> _DIRECTION_
Every entry must be duplicated precisely as written.

start THE DATA

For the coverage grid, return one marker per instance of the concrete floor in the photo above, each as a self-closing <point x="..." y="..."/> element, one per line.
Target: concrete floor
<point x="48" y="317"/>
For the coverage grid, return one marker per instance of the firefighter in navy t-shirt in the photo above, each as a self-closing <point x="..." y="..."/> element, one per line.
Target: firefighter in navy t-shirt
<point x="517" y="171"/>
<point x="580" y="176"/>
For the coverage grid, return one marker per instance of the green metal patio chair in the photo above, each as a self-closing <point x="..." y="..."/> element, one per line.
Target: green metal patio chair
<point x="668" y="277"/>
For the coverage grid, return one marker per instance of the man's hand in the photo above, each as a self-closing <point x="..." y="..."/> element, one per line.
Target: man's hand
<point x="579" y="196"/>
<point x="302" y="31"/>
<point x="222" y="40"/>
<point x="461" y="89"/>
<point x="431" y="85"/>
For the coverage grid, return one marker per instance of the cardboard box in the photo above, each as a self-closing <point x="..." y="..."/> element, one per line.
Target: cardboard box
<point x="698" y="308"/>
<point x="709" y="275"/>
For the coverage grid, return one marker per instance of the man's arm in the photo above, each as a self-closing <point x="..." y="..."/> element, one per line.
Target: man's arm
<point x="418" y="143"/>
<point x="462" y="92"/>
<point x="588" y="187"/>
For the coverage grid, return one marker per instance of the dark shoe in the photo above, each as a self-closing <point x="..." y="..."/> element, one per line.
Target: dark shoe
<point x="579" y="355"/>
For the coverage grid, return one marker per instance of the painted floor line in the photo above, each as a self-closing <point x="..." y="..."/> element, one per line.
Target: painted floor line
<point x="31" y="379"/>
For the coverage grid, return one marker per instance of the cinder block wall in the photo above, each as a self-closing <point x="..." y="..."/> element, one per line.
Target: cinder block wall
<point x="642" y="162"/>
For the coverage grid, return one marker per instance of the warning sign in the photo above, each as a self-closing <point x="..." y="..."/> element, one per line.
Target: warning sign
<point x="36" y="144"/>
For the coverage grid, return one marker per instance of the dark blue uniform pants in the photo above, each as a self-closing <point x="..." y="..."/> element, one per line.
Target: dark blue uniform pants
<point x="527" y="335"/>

end THE DATA

> _COMPLETED TASK_
For the coverage grid, return one marker per instance of the concrete floor in the photo above, each as a self-closing <point x="..." y="..."/> element, one per line.
Target: concrete floor
<point x="48" y="317"/>
For the coverage grid, return one marker per instance of the firefighter in navy t-shirt in the photo above, each as a self-closing <point x="..." y="..."/> element, one per line.
Target: firefighter in navy t-shirt
<point x="517" y="171"/>
<point x="580" y="176"/>
For the coverage grid, return one marker per instance of the green metal patio chair in the photo above, each as a self-closing <point x="..." y="..."/> element, one per line.
Target: green metal patio chair
<point x="668" y="277"/>
For the coverage grid, return one marker per instance of the man's hand in the photo above, each as a self-closing <point x="..." y="..."/> element, one per line.
Target: man's hand
<point x="579" y="196"/>
<point x="302" y="31"/>
<point x="222" y="40"/>
<point x="461" y="89"/>
<point x="431" y="85"/>
For the coverage grid, return one marker per instance of the cardboard box in the photo above, each as a self-closing <point x="..." y="..."/> element, one per line.
Target: cardboard box
<point x="698" y="308"/>
<point x="709" y="275"/>
For the coverage grid, return one marker per instance of the man's arm in the photo above, each as a self-closing <point x="..." y="..."/> element, one per line.
Target: man's arm
<point x="418" y="143"/>
<point x="462" y="92"/>
<point x="588" y="187"/>
For the coverage grid, return one marker per instance of the dark shoe in the photo above, each as a self-closing <point x="..." y="..."/> element, one per line.
Target: dark shoe
<point x="579" y="355"/>
For the coverage grid, return one marker per instance of the painted floor line in the photo above, each as a self-closing <point x="..." y="..."/> element, one per line.
Target: painted floor line
<point x="31" y="379"/>
For the coverage grid, return one marker per instance of the cinder block wall in the photo above, each as a self-closing <point x="..." y="..."/> element, one per line.
Target: cinder block wall
<point x="642" y="162"/>
For the coverage grid, return one marker per instance of the warning sign in the photo above, each as a self-closing <point x="..." y="..."/> element, one per line.
Target: warning sign
<point x="36" y="144"/>
For the coverage grid, return one marker per instance of the dark blue uniform pants in the photo above, each as a self-closing <point x="..." y="..."/> element, one per line.
Target: dark blue uniform pants
<point x="527" y="335"/>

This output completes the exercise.